* ESTRATTO DEL DOCUMENTO:

Rifletto sulla mia attuale indipendenza fisica e mi accorgo che giorno dopo giorno il mio corpo diventa dipendente, ha sempre più bisogno di qualcuno che lo accudisca nell’assistenza personale per lavarsi, vestirsi, andare in bagno, spostarsi. E dunque ogni operazione, anche la più semplice, richiede l’intervento di un’altra persona. Ma è ancor più umiliante dipendere economicamente dagli enti preposti, elemosinare contributi economici, poiché la pensione di invalidità civile, da fame, il cui livello attuale (euro 253,00), è tale da non consentire nemmeno la sopravvivenza fisiche.
Questa è la situazione mia e di Piero, che ventisei anni fa, abbiamo iniziato a vivere una vita indipendente, pur avendo una disabilità motoria grave. Noi che fruiamo di una pensione d’invalidità civile totale, per vivere una vita decente, dobbiamo anche utilizzare l’indennità d’accompagnamento per integrare la pensione.
Devo precisare che, l’indennità d’accompagnamento (pari a euro 457,66) ha la funzione di rimborsare le spese agli accompagnatori che prestano l’assistenza come condizione indispensabile per realizzare la vita indipendente delle persone con disabilità grave. E affermo inoltre che l’indennità di accompagnamento è destinata ad ogni tipo di patologia motoria (invalidità 100%), ovvero alle persone – pensionate o stipendiate – impossibilitate di deambulare senza l’aiuto permanente di un accompagnatore o bisognose di un’assistenza continua non essendo in grado di compiere gli atti quotidiani della vita.
Io ed Piero dobbiamo affrontare i costi relativi agli alimenti, al vestiario, alla locazione, alle varie spese della casa e alle esigenze assistenziali, mentre a mio esclusivo carico ricadono anche i contributi Inps per il mio assistente personale (252,20 euro).
Sono ben diverse invece le condizioni economiche delle persone, con forte disabilità fisica, che, svolgendo un regolare lavoro retribuito, possono contare anche su uno stipendio.
E’ proprio da queste reali condizioni di vita che nascono delle disuguaglianze cui accennavo all’inizio.
Rifletto infine sulla realtà delle persone con disabilità permanente e gravi limitazioni dell’autonomia personale che si trovano in una condizione di dipendenza e di subalternità (familiare, fisica o psicologica). Tale condizione riduce duramente le possibilità di autodeterminazione e le scelte autonome: come organizzare l’attività e il riposo; quali amici o amiche frequentare, come e dove divertirsi, come tutelare il proprio spazio di vita. E affermare la propria volontà nell’istruzione, nel lavoro, nell’affettività.

* OBIETTIVO INDICATO:
Riporta ogni importo in euro che compare nel testo sulla vita indipendente delle persone con disabilità grave, con accanto la voce a cui si riferisce.

[Estratti di un dataset di etichettatura a punti]
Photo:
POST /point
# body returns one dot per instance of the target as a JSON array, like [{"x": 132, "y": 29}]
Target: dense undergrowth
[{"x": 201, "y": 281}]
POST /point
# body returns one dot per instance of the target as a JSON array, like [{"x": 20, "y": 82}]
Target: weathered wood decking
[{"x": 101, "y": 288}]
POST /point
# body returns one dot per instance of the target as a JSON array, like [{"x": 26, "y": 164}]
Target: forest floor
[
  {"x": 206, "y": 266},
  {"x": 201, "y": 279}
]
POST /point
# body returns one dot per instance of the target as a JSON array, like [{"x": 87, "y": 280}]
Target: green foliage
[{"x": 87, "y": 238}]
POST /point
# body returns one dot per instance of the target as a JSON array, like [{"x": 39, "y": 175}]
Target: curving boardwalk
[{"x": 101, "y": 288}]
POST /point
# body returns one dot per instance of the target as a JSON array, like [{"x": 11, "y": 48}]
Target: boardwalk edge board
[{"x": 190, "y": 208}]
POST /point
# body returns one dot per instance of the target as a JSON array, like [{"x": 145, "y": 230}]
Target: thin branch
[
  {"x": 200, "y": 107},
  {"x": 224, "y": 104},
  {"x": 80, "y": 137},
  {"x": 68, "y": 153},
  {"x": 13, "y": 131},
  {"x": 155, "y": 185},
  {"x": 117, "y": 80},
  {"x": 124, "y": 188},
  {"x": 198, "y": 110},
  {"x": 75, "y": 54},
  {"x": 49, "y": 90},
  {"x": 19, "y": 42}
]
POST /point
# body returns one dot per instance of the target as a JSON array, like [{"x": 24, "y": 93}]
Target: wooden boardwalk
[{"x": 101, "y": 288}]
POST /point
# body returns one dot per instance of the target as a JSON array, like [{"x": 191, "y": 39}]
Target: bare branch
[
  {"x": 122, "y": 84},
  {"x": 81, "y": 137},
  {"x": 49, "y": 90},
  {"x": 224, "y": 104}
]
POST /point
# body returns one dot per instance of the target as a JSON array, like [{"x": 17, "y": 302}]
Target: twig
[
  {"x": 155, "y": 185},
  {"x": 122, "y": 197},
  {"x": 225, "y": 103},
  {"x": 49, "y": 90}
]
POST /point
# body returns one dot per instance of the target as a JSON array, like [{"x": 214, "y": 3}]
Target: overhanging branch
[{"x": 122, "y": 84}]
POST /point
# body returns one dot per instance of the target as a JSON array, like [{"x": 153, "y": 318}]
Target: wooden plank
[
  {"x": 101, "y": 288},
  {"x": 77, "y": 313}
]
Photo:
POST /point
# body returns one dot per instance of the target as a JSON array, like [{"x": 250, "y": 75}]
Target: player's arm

* RISULTATO OTTENUTO:
- Pensione di invalidità civile: 253,00 euro
- Indennità d'accompagnamento: 457,66 euro
- Contributi Inps per l'assistente personale: 252,20 euro